• Requirement
Revise the listing below so that every "Target" reads "Subject", keeping everything else the same.

[Rows from a dataset]
········

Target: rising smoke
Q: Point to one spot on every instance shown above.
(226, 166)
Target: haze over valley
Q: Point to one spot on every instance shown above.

········

• Task response
Subject: rising smoke
Q: Point to one spot on every instance shown above.
(226, 166)
Subject: haze over valley
Q: Point to one spot on every instance shown above.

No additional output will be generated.